(Saved entries)
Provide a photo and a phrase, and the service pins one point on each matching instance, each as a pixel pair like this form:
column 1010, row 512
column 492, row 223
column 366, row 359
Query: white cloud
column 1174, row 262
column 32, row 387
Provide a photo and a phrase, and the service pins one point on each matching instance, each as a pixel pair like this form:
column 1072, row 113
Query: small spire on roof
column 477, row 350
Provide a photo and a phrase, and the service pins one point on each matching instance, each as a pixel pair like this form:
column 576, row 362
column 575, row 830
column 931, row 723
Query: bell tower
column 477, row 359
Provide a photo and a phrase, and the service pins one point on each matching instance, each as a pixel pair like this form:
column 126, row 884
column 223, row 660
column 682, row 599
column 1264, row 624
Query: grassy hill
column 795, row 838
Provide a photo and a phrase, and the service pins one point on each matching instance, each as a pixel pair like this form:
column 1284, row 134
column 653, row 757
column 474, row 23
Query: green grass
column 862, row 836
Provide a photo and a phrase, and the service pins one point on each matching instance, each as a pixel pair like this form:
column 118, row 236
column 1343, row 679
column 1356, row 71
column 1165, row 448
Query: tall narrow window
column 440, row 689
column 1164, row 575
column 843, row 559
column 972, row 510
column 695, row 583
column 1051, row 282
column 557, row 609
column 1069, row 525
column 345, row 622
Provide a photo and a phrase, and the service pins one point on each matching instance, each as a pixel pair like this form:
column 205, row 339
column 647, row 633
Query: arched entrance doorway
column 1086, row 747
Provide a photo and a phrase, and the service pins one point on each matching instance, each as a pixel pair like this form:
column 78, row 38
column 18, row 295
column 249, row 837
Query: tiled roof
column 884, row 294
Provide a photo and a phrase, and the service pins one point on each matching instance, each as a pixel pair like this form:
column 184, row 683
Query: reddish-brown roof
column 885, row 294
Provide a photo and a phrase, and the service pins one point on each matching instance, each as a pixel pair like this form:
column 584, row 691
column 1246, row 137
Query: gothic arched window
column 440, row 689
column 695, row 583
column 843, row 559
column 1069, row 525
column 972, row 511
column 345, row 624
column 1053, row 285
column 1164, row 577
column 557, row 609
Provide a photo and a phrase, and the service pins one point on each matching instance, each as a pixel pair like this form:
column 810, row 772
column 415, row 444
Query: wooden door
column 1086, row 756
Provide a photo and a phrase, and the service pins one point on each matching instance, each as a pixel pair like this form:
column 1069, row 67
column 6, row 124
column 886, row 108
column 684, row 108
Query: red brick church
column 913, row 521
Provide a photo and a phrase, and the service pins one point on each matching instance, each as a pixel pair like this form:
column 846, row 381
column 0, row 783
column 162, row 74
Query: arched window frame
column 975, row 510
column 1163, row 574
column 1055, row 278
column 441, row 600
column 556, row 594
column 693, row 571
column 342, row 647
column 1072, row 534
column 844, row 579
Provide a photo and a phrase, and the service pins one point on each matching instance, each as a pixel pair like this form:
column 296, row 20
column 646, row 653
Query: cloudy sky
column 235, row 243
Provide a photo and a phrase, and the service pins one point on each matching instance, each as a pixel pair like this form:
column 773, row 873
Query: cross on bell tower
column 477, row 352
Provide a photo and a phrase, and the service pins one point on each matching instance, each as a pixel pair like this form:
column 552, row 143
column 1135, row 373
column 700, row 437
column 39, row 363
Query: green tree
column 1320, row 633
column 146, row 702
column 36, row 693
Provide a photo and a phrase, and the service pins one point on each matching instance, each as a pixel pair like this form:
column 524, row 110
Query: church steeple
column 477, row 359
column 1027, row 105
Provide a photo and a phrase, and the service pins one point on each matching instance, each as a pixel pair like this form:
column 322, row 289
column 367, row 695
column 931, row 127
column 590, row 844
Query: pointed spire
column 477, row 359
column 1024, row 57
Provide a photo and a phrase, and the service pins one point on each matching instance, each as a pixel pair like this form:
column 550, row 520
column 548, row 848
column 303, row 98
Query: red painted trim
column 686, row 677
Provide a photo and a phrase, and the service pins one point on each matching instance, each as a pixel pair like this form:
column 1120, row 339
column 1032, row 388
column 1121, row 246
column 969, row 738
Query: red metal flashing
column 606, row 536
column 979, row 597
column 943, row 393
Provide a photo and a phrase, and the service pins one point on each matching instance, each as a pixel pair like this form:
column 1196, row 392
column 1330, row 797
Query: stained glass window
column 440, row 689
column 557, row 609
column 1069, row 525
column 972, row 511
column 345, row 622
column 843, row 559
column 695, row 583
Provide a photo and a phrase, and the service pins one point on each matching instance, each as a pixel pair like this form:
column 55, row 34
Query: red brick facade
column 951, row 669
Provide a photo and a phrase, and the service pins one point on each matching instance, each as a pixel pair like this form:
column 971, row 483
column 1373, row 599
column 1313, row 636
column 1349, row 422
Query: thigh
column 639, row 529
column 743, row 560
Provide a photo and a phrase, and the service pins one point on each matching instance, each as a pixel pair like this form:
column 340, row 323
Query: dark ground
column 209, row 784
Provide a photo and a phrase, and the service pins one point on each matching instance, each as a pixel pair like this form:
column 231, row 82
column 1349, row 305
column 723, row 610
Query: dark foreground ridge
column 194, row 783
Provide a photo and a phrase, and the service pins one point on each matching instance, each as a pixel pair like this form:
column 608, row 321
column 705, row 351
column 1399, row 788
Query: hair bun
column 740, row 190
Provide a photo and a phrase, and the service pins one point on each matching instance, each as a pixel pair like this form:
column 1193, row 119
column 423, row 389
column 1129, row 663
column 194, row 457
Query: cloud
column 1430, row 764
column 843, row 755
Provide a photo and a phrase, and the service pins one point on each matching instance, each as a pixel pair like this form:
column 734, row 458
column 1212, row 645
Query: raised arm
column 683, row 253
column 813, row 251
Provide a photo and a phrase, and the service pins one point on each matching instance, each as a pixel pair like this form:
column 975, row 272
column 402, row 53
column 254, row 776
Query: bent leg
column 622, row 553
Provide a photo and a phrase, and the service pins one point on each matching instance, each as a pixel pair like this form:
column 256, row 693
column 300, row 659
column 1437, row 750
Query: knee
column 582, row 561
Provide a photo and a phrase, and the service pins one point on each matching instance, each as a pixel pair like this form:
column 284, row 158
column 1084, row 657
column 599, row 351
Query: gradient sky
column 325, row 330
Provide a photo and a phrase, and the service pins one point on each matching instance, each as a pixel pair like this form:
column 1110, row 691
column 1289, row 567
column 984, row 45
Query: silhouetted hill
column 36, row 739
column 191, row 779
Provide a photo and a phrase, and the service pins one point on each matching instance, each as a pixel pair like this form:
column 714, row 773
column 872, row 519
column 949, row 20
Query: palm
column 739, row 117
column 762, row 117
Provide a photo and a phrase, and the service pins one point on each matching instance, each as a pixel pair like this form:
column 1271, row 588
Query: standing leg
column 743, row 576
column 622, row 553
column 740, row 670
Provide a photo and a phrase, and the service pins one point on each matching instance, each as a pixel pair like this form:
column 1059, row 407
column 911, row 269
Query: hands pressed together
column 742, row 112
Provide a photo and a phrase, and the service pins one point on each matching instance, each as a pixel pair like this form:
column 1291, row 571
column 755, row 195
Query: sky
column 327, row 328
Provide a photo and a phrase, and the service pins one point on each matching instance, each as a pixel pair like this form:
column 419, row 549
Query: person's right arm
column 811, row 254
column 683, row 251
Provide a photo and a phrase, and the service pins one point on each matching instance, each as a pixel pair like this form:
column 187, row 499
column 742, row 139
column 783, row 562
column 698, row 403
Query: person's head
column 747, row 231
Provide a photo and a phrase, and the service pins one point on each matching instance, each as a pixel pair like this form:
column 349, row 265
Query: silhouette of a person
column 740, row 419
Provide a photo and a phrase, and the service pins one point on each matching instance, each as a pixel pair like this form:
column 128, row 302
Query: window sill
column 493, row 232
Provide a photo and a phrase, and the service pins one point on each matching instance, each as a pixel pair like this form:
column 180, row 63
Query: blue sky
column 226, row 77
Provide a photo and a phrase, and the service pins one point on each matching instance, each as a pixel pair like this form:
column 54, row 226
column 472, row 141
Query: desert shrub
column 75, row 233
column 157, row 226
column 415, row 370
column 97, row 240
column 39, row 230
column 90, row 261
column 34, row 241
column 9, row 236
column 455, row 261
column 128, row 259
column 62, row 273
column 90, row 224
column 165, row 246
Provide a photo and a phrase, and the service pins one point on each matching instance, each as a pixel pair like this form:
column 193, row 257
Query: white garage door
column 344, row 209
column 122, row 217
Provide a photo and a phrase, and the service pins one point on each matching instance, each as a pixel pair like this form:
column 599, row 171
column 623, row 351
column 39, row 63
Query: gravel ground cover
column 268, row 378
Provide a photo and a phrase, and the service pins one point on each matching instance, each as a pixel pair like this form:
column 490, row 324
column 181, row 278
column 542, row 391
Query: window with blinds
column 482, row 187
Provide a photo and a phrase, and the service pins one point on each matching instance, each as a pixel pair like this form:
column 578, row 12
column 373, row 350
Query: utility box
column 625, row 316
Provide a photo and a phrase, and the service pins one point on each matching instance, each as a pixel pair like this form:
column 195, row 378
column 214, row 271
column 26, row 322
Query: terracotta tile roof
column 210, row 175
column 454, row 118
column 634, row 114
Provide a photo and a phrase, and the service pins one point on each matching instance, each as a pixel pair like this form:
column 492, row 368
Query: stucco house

→ Work order
Print precisely the lines from the one with "column 578, row 12" through the end of the data above, adding nothing.

→ Problem solution
column 578, row 12
column 373, row 350
Query: utility box
column 625, row 316
Provide a photo and a phrase, and the service pins one point on each matching instance, each as a pixel pair like this form:
column 195, row 378
column 214, row 271
column 26, row 322
Query: terracotta tile roof
column 210, row 175
column 454, row 118
column 634, row 114
Provide a photo and a phrase, and the service pins one point on each matching instance, each as a pixel pair like this form:
column 492, row 368
Query: stucco house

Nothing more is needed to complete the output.